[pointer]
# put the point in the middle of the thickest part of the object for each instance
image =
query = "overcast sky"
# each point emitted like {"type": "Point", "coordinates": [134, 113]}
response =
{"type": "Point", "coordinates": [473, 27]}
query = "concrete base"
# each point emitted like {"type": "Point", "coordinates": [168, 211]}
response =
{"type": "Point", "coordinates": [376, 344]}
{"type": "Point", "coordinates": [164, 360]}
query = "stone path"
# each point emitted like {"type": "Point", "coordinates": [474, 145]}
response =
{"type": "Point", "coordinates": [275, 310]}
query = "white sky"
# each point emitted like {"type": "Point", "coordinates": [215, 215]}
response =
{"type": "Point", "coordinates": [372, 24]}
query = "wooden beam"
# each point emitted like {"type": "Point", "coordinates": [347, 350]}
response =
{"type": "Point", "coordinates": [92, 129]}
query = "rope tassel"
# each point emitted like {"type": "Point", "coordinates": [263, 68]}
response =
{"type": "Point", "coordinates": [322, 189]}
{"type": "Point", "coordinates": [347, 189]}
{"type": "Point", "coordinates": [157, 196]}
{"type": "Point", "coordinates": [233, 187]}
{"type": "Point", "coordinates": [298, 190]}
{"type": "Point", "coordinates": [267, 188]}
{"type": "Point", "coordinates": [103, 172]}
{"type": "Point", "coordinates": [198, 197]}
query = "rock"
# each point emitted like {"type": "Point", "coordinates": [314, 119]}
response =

▶ Work item: Determine the number of lines in the material above that include the word "query". Give that number and no other text.

▶ Task response: 7